··· Document section ···
Bu unrelated, I looked at some other random prctl.

#define SUID_DUMP_USER           1

And in kernel/sys.c:

	case PR_SET_DUMPABLE:
		if (arg2 != SUID_DUMP_DISABLE && arg2 != SUID_DUMP_USER)
	...

Wouldn't that also suffer from the same issue, or how is this different?

Also, how is passing "0"s to e.g., PR_GET_THP_DISABLE reliable? We need 
arg2 -> arg5 to be 0. But wouldn't the following also just pass a 0 "int" ?

prctl(PR_GET_THP_DISABLE, 0, 0, 0, 0)


I'm easily confused by such (va_args) things, so sorry for the dummy 
questions.
  
Alexey Izbyshev May 23, 2023, 10:53 a.m. UTC | #6
On 2023-05-23 12:12, David Hildenbrand wrote:
> On 22.05.23 20:58, Alexey Izbyshev wrote:
>> On 2023-05-22 19:22, David Hildenbrand wrote:
>>> On 22.05.23 12:35, Alexey Izbyshev wrote:
>>>> On 2023-05-22 11:55, David Hildenbrand wrote:
>>>>> On 17.05.23 17:03, Florent Revest wrote:
>>>>>> Alexey pointed out that defining a prctl flag as an int is a 
>>>>>> footgun
>>>>>> because, under some circumstances, when used as a flag to prctl, 
>>>>>> it
>>>>>> can
>>>>>> be casted to long with garbage upper bits which would result in
>>>>>> unexpected behaviors.
>>>>>> 
>>>>>> This patch changes the constant to a UL to eliminate these
>>>>>> possibilities.
··· Entries shown ···
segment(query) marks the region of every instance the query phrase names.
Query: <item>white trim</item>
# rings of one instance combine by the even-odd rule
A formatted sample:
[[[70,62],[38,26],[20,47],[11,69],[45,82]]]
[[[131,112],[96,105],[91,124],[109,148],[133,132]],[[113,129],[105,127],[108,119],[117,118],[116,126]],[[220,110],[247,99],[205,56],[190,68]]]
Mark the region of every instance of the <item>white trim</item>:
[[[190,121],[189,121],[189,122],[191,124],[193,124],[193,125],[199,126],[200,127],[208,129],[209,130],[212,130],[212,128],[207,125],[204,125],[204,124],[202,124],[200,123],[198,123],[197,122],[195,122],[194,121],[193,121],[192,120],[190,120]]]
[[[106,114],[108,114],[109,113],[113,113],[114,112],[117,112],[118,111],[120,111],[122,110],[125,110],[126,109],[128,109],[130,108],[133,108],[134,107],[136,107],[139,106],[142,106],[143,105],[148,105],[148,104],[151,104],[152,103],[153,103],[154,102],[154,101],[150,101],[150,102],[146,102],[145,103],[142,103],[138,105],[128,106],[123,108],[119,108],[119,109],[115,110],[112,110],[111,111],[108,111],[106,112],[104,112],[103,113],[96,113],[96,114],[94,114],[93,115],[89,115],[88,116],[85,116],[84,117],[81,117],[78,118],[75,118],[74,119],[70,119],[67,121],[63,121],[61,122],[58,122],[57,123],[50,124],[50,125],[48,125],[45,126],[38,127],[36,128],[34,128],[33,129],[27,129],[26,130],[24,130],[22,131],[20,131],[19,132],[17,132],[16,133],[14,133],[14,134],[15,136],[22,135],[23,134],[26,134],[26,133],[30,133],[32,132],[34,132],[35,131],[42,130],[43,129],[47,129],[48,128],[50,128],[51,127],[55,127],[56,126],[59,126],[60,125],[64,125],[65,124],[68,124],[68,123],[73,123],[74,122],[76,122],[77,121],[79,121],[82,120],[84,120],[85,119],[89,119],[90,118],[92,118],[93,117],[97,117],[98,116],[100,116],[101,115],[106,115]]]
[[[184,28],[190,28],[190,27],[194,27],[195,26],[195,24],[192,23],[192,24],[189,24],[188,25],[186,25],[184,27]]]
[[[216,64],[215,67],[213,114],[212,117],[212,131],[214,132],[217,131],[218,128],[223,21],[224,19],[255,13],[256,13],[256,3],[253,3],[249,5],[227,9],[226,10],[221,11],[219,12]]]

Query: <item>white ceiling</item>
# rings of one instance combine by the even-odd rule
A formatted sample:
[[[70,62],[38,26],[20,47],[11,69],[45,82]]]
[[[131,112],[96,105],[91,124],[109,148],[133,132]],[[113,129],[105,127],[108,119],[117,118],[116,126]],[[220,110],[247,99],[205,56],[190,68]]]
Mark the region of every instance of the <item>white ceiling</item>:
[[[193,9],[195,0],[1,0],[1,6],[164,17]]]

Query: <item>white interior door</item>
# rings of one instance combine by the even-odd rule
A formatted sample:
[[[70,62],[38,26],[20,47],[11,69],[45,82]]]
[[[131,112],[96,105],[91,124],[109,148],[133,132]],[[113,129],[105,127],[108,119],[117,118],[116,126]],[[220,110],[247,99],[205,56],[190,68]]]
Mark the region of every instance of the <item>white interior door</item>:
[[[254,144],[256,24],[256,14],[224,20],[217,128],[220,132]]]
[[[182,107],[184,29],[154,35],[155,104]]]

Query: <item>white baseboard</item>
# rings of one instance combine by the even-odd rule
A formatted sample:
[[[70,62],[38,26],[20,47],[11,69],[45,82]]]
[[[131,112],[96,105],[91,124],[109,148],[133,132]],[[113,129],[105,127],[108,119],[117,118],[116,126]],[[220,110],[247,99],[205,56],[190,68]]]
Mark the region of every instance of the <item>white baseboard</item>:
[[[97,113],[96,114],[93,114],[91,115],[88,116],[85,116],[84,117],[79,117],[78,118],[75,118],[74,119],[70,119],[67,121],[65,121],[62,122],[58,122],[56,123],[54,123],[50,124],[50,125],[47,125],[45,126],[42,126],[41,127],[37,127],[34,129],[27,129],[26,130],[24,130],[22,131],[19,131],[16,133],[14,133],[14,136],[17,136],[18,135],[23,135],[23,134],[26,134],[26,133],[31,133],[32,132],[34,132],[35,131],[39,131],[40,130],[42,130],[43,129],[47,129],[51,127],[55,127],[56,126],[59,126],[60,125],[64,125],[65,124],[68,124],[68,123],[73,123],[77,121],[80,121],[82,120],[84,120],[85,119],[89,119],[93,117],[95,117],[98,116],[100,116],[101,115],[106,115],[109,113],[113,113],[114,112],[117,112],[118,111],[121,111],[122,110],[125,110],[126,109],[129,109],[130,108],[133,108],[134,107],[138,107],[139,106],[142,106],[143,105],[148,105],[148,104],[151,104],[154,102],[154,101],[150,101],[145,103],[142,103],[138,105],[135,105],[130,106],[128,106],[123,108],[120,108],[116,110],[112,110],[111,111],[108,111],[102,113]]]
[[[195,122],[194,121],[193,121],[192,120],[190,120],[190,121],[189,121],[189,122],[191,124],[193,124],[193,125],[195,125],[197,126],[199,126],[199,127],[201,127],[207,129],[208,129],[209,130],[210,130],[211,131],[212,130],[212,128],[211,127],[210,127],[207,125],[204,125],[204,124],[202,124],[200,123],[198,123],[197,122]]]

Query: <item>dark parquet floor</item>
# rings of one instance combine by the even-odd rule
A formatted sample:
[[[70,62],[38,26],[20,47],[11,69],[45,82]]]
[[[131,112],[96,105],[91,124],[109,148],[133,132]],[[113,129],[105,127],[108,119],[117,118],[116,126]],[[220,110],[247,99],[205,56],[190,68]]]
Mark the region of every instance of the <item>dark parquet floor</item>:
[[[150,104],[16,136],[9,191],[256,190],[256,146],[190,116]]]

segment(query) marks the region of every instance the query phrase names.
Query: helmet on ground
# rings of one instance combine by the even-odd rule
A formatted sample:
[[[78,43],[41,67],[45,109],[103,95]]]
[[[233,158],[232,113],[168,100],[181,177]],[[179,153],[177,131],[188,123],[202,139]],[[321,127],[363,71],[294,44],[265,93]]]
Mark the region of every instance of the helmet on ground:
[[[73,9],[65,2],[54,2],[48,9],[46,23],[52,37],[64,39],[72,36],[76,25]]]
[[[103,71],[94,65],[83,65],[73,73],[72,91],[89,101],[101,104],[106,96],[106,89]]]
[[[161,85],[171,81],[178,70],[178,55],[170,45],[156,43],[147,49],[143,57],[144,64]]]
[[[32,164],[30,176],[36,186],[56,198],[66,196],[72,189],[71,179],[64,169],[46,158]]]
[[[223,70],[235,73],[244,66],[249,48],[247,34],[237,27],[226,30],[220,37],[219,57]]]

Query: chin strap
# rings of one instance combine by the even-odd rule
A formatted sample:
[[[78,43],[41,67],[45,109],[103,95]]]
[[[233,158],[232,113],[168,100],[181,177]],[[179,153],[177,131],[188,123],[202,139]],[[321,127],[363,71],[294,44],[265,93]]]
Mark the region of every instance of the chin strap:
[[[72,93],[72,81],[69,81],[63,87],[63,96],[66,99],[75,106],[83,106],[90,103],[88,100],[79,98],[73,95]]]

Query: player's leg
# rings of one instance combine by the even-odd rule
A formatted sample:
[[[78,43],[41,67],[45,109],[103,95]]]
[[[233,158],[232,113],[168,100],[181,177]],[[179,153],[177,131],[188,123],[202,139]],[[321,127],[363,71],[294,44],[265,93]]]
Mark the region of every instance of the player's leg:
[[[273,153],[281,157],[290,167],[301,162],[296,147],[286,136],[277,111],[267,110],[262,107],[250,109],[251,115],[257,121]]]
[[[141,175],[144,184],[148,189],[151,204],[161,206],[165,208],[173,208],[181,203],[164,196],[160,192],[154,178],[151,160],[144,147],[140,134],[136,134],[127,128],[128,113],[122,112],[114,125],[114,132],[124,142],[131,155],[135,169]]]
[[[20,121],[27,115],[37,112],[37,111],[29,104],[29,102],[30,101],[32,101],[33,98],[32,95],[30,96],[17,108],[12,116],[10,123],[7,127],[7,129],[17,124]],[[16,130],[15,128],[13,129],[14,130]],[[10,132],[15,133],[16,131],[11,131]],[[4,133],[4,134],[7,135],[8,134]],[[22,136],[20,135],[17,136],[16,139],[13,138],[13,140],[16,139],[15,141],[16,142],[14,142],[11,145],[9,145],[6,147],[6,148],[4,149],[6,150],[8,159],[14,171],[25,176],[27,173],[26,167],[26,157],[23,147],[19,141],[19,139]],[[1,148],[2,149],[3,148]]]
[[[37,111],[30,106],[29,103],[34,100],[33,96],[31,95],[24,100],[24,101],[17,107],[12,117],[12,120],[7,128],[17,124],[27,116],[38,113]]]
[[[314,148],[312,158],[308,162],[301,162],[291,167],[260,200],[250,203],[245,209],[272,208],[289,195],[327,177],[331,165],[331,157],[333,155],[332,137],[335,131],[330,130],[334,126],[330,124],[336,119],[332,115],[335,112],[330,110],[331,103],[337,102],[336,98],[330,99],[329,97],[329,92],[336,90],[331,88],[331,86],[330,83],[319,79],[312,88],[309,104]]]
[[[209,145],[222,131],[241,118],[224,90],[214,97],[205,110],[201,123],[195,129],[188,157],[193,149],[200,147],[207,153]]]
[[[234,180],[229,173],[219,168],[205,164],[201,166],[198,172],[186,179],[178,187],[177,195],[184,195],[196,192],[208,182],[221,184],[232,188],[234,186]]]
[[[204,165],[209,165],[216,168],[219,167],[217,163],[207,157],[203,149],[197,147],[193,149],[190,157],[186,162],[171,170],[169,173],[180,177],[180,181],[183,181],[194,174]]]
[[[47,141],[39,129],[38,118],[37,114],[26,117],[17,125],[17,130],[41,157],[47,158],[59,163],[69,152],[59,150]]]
···
*What is needed*
Continue the mailing-list thread on prctl flag constants, picking up right after its last line.

*Expected answer*
>>>>>> 
>>>>>> Signed-off-by: Florent Revest <revest@chromium.org>
>>>>>> Suggested-by: Alexey Izbyshev <izbyshev@ispras.ru>
>>>>>> ---
>>>>>>     include/uapi/linux/prctl.h       | 2 +-
>>>>>>     tools/include/uapi/linux/prctl.h | 2 +-
>>>>>>     2 files changed, 2 insertions(+), 2 deletions(-)
>>>>>> 
>>>>>> diff --git a/include/uapi/linux/prctl.h 
>>>>>> b/include/uapi/linux/prctl.h
>>>>>> index f23d9a16507f..6e9af6cbc950 100644
>>>>>> --- a/include/uapi/linux/prctl.h
>>>>>> +++ b/include/uapi/linux/prctl.h
>>>>>> @@ -283,7 +283,7 @@ struct prctl_mm_map {
>>>>>>       /* Memory deny write / execute */
>>>>>>     #define PR_SET_MDWE			65
>>>>>> -# define PR_MDWE_REFUSE_EXEC_GAIN	1
>>>>>> +# define PR_MDWE_REFUSE_EXEC_GAIN	(1UL << 0)
>>>>>>       #define PR_GET_MDWE			66
>>>>>>     diff --git a/tools/include/uapi/linux/prctl.h
>>>>>> b/tools/include/uapi/linux/prctl.h
>>>>>> index 759b3f53e53f..6e6563e97fef 100644
>>>>>> --- a/tools/include/uapi/linux/prctl.h
>>>>>> +++ b/tools/include/uapi/linux/prctl.h
>>>>>> @@ -283,7 +283,7 @@ struct prctl_mm_map {
>>>>>>       /* Memory deny write / execute */
>>>>>>     #define PR_SET_MDWE			65
>>>>>> -# define PR_MDWE_REFUSE_EXEC_GAIN	1
>>>>>> +# define PR_MDWE_REFUSE_EXEC_GAIN	(1UL << 0)
>>>>>>       #define PR_GET_MDWE			66
>>>>>> 
>>>>> 
>>>>> Both are changing existing uapi, so you'll already have existing 
>>>>> user
>>>>> space using the old values, that your kernel code has to deal with
>>>>> no?
>>>> 
>>>> I'm the one who suggested this change, so I feel the need to 
>>>> clarify.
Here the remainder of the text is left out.